(Saved entries)
• • • • •
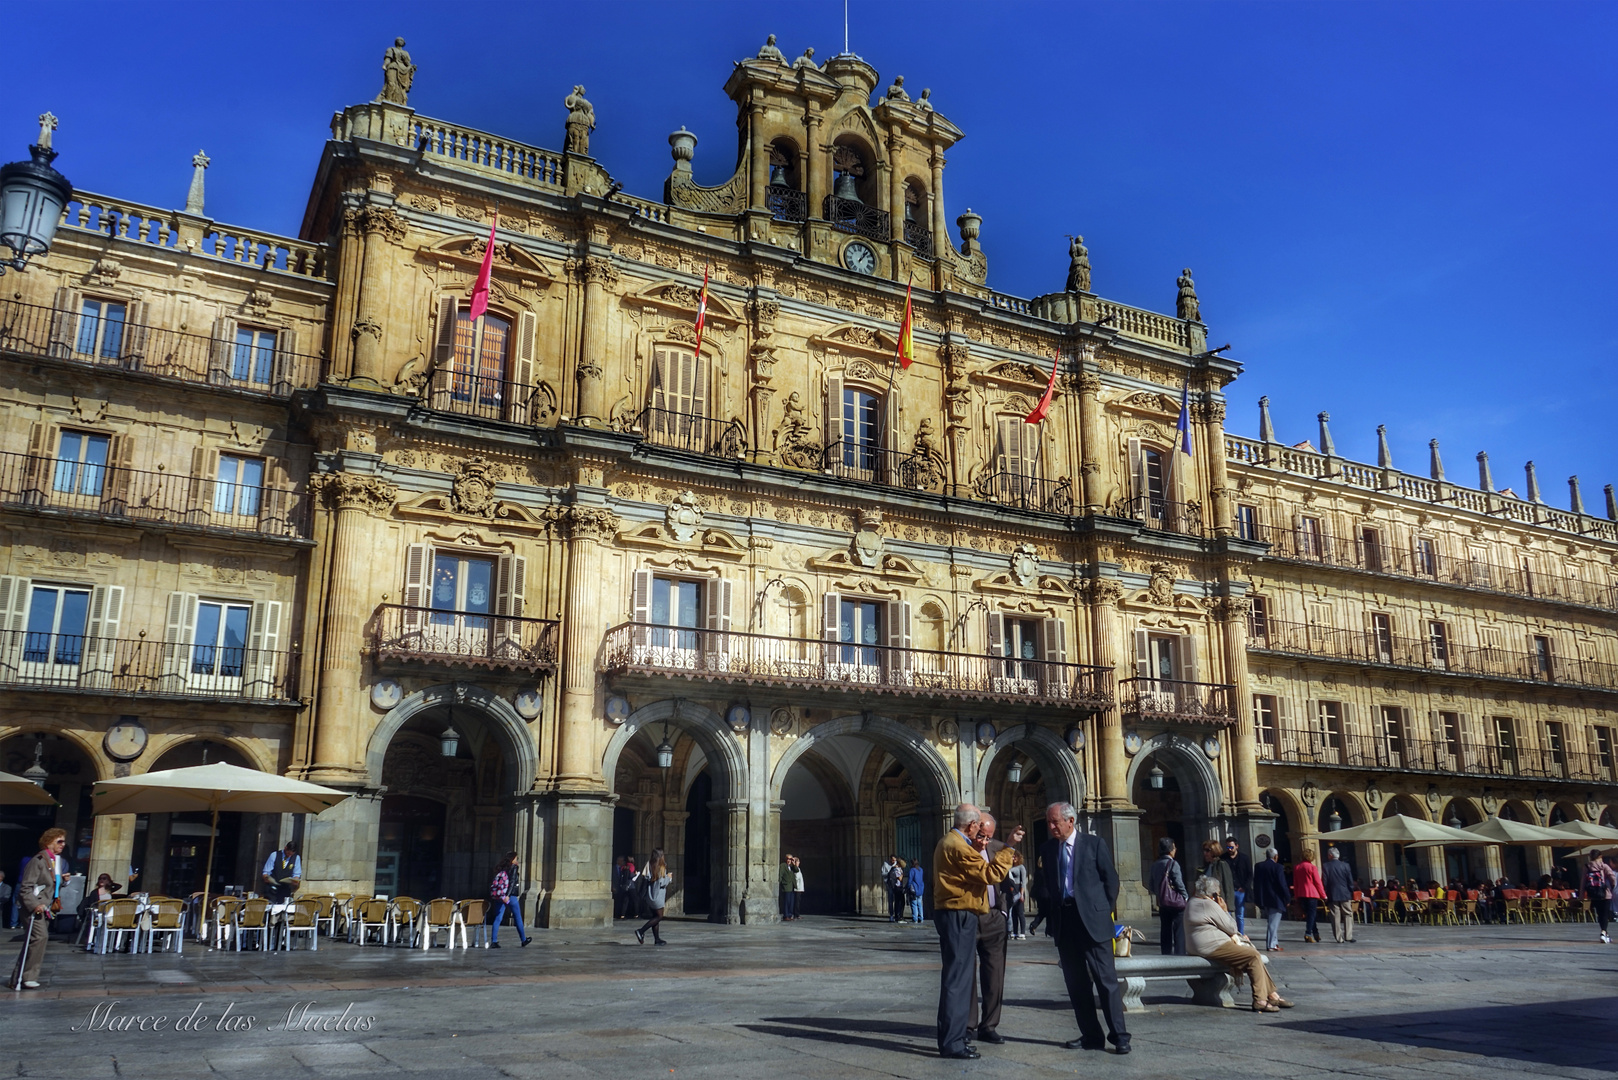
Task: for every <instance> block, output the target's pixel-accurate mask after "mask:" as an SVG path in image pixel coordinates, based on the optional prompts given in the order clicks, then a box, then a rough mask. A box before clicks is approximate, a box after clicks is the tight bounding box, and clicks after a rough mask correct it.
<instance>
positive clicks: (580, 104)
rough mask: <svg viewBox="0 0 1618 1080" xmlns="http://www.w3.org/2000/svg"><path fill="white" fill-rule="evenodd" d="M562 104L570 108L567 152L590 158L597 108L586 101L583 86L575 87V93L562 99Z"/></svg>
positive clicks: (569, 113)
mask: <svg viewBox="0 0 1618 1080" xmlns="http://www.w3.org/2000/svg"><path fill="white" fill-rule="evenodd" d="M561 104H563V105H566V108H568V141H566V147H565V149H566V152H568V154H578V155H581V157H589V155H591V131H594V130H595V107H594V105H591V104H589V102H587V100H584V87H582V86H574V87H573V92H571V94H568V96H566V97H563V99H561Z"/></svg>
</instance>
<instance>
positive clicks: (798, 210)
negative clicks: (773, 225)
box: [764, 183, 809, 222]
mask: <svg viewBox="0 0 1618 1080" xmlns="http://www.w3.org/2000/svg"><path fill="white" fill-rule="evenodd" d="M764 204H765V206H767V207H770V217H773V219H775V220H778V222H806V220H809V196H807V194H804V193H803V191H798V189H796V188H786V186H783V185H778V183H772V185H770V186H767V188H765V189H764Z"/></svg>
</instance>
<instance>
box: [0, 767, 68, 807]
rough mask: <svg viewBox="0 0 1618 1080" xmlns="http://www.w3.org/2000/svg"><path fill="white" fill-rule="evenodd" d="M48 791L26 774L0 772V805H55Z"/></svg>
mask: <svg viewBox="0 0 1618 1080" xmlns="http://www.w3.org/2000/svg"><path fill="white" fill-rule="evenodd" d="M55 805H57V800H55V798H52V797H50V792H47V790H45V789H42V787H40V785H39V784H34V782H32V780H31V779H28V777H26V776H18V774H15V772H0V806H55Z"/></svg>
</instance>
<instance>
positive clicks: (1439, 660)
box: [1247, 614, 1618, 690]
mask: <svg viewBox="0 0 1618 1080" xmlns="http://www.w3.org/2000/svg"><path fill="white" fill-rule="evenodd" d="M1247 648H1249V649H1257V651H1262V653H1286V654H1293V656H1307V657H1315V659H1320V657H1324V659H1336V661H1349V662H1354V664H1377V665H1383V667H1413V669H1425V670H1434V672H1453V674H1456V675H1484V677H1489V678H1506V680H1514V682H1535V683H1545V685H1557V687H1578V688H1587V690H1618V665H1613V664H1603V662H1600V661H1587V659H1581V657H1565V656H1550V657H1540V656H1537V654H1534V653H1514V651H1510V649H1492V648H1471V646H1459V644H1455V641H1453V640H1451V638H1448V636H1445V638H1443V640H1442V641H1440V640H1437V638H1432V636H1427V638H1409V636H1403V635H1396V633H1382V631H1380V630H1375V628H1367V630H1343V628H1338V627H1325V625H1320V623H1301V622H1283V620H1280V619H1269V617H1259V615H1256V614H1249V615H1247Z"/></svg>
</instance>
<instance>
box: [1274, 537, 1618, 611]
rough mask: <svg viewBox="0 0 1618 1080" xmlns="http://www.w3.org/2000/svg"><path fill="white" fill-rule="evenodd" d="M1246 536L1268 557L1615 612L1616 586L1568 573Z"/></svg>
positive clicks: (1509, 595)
• • • • •
**Required action:**
Present every line of the saved entries above as a numbered list, omitting blank lines and leaving the pictures out.

**Exercise response:**
1. Task: for every <instance> block, output the target's pixel-accurate mask after "mask:" as an SVG path in image pixel coordinates, based on the optional prompts given in the order clicks, then a box, then a rough mask. A box before clicks is approximate, a box after clicks is the tight bounding box, and clicks after a rough mask correct it.
2. <instance>
3. positive clicks: (580, 104)
4. rough mask: <svg viewBox="0 0 1618 1080" xmlns="http://www.w3.org/2000/svg"><path fill="white" fill-rule="evenodd" d="M562 104L570 108L567 152L590 158L597 108L586 101L583 86L575 87V93L562 99Z"/></svg>
5. positive clicks: (569, 113)
6. mask: <svg viewBox="0 0 1618 1080" xmlns="http://www.w3.org/2000/svg"><path fill="white" fill-rule="evenodd" d="M561 104H563V105H566V108H568V141H566V147H565V149H566V152H568V154H578V155H581V157H589V155H591V131H594V130H595V107H594V105H591V104H589V102H587V100H584V87H582V86H574V87H573V92H571V94H568V96H566V97H563V99H561Z"/></svg>
7. </instance>
8. <instance>
9. positive clicks: (798, 210)
10. negative clicks: (773, 225)
11. box: [764, 183, 809, 222]
12. mask: <svg viewBox="0 0 1618 1080" xmlns="http://www.w3.org/2000/svg"><path fill="white" fill-rule="evenodd" d="M764 204H765V206H767V207H770V217H773V219H775V220H778V222H806V220H809V196H807V194H804V193H803V191H798V189H796V188H786V186H783V185H778V183H772V185H770V186H767V188H765V189H764Z"/></svg>
13. </instance>
14. <instance>
15. box: [0, 767, 68, 807]
16. rough mask: <svg viewBox="0 0 1618 1080" xmlns="http://www.w3.org/2000/svg"><path fill="white" fill-rule="evenodd" d="M48 791L26 774L0 772V805H55Z"/></svg>
17. mask: <svg viewBox="0 0 1618 1080" xmlns="http://www.w3.org/2000/svg"><path fill="white" fill-rule="evenodd" d="M55 805H57V800H55V798H52V797H50V792H47V790H45V789H42V787H40V785H39V784H34V782H32V780H31V779H28V777H26V776H18V774H15V772H0V806H55Z"/></svg>
18. </instance>
19. <instance>
20. positive clicks: (1439, 660)
21. box: [1247, 614, 1618, 690]
22. mask: <svg viewBox="0 0 1618 1080" xmlns="http://www.w3.org/2000/svg"><path fill="white" fill-rule="evenodd" d="M1247 648H1249V649H1257V651H1262V653H1286V654H1293V656H1307V657H1315V659H1320V657H1324V659H1336V661H1349V662H1354V664H1377V665H1383V667H1413V669H1425V670H1434V672H1453V674H1456V675H1484V677H1489V678H1506V680H1514V682H1535V683H1545V685H1557V687H1578V688H1587V690H1618V665H1613V664H1603V662H1600V661H1587V659H1581V657H1565V656H1550V657H1540V656H1537V654H1534V653H1514V651H1510V649H1492V648H1471V646H1459V644H1455V641H1453V640H1451V638H1448V636H1445V638H1443V640H1442V641H1440V640H1437V638H1432V636H1427V638H1409V636H1403V635H1396V633H1382V631H1380V630H1375V628H1367V630H1343V628H1338V627H1325V625H1320V623H1301V622H1283V620H1280V619H1269V617H1259V615H1256V614H1249V615H1247Z"/></svg>
23. </instance>
24. <instance>
25. box: [1274, 537, 1618, 611]
26. rough mask: <svg viewBox="0 0 1618 1080" xmlns="http://www.w3.org/2000/svg"><path fill="white" fill-rule="evenodd" d="M1246 536L1268 557L1615 612L1616 586L1568 573Z"/></svg>
27. positive clicks: (1509, 595)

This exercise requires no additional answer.